**Source extract:**
━━━━━━━━━━
Author(s): VOSMAN, Frans J.H.
Journal: Marriage, Families & Spirituality
Volume: 12    Issue: 1   Date: Autumn 2006   
Pages: 26-38
DOI: 10.2143/INT.12.1.2013502

Abstract :
The moral teaching of the Catholic Church with regard to sexuality contains a theological anthropology that understands the relationship between a man and a woman as complementary, each having a specific diversity and personal originality. Drawing on that anthropology, the Church criticizes the legal recognition of homosexual unions. This article argues that the issue is best framed as a debate between unequals within a democratic society. It also argues that the Church should explain its moral teaching on homosexuality and look for the plausibility of this teaching in the late modern context rather than try to justify the teaching by means of recourse to one of the human sciences, such as psychology. The debate thus remains carefully framed. The article expounds the moral teaching of the Church in order to draw out its wisdom and truth, and proposes the idea that within the moral (and not just the pastoral) practice of the Church it is possible to give recognition to the existence of homosexuals in the public sphere and acknowledge that they contribute to the social good. Values exhibited in the lives of gays and lesbians, such as mutual support, care, and justice, actually contribute to the well-being of society. Within the hierarchy of goods this can be recognized by the Church. What is a good in fact can be acknowledged insofar as it is a good. The article concludes by invoking the concept of the common good: the unfolding of a social good reinforces the good of the whole.
━━━━━━━━━━
**Records shown:**
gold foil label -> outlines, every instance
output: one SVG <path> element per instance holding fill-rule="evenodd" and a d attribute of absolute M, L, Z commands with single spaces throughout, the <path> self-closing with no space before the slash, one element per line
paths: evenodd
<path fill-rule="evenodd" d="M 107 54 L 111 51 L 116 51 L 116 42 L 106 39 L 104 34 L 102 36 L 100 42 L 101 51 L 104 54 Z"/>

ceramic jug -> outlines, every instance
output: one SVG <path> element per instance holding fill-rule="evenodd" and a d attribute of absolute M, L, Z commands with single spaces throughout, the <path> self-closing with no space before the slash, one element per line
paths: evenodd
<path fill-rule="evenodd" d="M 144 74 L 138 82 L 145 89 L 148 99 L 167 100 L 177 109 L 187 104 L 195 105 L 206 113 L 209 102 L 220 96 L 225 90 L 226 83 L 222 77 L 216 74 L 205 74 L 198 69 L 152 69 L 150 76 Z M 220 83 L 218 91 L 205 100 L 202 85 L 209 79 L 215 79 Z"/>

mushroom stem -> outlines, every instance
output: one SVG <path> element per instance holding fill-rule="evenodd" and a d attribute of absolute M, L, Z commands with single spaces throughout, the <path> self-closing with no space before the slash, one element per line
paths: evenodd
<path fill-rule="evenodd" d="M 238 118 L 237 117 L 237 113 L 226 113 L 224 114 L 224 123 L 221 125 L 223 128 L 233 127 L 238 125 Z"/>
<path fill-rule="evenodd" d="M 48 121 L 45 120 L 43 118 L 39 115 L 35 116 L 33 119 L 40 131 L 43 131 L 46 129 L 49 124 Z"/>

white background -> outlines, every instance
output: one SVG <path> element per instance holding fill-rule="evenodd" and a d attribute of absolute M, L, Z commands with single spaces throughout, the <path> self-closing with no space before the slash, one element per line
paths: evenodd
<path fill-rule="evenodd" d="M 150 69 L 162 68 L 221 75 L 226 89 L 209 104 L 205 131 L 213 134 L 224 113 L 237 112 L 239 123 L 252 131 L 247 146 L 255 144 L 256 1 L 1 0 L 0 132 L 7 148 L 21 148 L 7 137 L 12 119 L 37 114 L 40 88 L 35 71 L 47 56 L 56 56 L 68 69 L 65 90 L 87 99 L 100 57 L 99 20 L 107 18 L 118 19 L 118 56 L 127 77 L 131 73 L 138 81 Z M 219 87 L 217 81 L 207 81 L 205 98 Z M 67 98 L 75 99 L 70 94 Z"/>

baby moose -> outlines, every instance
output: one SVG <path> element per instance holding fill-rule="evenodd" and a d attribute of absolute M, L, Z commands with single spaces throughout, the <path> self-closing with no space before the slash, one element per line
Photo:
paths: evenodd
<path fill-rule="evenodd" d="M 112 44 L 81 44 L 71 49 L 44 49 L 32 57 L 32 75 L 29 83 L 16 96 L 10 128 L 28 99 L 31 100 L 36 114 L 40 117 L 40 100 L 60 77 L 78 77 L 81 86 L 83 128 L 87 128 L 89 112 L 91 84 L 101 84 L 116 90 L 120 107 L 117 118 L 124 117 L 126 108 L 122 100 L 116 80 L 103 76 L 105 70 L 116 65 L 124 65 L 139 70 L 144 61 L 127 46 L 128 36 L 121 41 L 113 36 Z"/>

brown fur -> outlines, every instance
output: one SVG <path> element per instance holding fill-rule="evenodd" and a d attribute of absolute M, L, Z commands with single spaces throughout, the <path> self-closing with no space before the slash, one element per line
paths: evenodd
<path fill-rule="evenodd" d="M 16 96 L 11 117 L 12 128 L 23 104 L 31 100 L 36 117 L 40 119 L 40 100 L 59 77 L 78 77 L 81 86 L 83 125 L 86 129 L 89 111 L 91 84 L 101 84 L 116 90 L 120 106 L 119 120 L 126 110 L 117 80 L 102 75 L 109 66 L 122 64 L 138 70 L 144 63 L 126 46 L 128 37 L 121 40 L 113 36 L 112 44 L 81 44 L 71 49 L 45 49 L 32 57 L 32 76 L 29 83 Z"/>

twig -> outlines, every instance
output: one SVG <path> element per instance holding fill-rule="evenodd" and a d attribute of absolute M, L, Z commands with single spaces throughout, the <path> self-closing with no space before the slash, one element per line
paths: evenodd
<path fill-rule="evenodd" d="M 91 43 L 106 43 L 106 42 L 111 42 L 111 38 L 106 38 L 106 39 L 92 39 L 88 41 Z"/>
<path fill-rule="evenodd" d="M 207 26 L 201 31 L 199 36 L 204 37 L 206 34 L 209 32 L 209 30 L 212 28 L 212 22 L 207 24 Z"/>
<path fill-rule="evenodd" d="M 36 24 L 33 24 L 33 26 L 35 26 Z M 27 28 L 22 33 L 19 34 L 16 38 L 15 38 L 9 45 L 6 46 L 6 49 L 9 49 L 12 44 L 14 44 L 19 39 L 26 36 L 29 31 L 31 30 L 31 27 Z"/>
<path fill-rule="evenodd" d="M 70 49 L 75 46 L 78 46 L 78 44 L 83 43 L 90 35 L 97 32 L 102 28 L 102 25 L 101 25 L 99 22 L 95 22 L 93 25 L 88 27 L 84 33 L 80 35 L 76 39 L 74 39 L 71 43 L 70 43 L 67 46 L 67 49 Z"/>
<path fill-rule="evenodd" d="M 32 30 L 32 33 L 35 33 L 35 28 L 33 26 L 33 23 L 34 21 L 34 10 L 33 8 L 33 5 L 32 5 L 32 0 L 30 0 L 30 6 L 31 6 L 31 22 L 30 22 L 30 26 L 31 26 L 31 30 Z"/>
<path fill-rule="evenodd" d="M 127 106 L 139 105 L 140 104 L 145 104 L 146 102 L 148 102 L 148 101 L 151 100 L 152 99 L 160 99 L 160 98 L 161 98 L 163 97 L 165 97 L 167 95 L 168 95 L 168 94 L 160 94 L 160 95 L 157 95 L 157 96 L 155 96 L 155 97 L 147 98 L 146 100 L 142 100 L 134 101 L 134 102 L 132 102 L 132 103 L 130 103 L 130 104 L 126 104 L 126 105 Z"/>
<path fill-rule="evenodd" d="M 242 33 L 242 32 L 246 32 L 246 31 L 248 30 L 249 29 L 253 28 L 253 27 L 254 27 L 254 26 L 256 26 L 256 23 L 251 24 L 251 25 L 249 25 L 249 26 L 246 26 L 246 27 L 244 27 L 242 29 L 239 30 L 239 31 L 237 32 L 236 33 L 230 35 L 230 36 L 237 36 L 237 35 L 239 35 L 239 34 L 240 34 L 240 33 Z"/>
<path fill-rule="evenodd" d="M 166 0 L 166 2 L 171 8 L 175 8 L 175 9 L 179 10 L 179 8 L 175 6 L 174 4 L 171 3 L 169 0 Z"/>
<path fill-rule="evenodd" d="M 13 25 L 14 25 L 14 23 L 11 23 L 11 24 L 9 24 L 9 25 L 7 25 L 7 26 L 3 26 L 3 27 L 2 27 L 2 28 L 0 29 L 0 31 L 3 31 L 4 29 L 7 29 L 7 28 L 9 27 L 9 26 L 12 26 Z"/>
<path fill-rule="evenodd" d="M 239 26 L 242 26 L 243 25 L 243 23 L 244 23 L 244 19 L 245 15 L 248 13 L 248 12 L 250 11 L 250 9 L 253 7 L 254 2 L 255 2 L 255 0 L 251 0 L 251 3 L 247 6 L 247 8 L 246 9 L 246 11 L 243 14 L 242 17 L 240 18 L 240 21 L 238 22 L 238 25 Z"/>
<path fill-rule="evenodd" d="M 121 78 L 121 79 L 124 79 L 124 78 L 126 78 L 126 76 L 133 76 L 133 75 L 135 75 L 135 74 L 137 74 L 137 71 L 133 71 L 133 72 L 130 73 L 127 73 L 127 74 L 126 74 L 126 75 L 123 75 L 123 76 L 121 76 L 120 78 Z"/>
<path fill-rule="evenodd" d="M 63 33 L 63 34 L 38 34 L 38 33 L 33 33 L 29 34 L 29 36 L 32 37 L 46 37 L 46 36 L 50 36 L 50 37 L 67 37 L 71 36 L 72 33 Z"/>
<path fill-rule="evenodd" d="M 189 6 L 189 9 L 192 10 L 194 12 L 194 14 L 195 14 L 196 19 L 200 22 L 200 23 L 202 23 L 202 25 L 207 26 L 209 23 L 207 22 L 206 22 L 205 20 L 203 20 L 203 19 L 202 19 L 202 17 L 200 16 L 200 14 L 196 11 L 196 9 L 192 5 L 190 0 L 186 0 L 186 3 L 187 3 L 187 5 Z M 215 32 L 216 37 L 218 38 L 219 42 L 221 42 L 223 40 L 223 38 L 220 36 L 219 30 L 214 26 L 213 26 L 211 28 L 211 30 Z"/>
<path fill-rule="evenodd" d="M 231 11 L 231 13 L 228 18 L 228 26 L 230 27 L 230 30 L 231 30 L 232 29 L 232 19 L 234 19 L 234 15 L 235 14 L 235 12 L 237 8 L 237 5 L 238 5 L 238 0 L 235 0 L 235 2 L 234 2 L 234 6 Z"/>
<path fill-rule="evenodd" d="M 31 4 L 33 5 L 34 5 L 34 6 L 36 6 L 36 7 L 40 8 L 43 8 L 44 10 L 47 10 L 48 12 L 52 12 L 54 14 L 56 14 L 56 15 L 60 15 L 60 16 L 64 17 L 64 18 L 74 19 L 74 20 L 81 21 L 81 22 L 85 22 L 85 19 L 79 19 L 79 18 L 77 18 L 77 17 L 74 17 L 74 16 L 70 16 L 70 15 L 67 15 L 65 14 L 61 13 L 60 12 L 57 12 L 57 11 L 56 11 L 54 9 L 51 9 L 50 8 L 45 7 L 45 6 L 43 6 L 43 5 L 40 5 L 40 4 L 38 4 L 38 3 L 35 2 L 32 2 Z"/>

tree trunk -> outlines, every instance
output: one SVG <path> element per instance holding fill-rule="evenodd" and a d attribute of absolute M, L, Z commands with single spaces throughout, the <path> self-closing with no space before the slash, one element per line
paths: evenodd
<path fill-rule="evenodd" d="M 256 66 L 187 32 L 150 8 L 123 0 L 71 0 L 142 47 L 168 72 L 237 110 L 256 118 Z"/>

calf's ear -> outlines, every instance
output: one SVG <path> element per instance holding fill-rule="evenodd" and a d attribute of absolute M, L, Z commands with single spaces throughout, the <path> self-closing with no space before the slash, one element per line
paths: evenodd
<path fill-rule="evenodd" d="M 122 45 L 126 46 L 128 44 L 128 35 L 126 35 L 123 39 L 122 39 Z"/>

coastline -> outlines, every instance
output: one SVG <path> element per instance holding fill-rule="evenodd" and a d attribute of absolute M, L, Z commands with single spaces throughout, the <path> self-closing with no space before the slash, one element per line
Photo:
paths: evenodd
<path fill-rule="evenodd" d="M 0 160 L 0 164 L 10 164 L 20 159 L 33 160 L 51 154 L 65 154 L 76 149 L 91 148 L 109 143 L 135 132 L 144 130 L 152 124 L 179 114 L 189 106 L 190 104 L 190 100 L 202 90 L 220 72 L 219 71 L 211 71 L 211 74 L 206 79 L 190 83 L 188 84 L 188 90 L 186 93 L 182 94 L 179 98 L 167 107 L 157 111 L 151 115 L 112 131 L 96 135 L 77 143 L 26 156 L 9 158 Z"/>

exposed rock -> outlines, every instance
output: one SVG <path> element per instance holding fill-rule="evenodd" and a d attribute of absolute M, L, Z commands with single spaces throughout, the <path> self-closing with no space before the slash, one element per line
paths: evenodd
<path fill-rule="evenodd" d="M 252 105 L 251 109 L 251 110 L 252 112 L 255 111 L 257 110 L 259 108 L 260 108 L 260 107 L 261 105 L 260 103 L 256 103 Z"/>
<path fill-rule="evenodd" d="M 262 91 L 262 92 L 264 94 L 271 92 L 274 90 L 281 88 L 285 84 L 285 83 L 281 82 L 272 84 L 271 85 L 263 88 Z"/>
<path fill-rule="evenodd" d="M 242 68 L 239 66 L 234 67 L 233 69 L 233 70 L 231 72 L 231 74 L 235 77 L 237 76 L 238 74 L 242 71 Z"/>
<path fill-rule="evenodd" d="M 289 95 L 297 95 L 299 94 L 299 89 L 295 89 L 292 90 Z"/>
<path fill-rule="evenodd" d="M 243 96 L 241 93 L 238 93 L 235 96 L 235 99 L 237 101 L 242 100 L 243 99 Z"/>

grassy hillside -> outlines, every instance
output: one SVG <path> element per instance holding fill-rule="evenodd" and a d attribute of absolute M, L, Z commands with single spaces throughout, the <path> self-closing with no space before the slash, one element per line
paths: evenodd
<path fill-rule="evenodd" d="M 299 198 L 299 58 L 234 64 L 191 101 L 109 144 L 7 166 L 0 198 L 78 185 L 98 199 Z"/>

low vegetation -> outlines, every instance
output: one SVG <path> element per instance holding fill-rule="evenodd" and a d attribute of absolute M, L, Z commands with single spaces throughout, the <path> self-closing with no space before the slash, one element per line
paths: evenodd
━━━━━━━━━━
**Work instructions:** Reproduce the full article entry shown above, from its author line to the end of its abstract, with no changes.

**Correct response:**
Author(s): VOSMAN, Frans J.H.
Journal: Marriage, Families & Spirituality
Volume: 12    Issue: 1   Date: Autumn 2006   
Pages: 26-38
DOI: 10.2143/INT.12.1.2013502

Abstract :
The moral teaching of the Catholic Church with regard to sexuality contains a theological anthropology that understands the relationship between a man and a woman as complementary, each having a specific diversity and personal originality. Drawing on that anthropology, the Church criticizes the legal recognition of homosexual unions. This article argues that the issue is best framed as a debate between unequals within a democratic society. It also argues that the Church should explain its moral teaching on homosexuality and look for the plausibility of this teaching in the late modern context rather than try to justify the teaching by means of recourse to one of the human sciences, such as psychology. The debate thus remains carefully framed. The article expounds the moral teaching of the Church in order to draw out its wisdom and truth, and proposes the idea that within the moral (and not just the pastoral) practice of the Church it is possible to give recognition to the existence of homosexuals in the public sphere and acknowledge that they contribute to the social good. Values exhibited in the lives of gays and lesbians, such as mutual support, care, and justice, actually contribute to the well-being of society. Within the hierarchy of goods this can be recognized by the Church. What is a good in fact can be acknowledged insofar as it is a good. The article concludes by invoking the concept of the common good: the unfolding of a social good reinforces the good of the whole.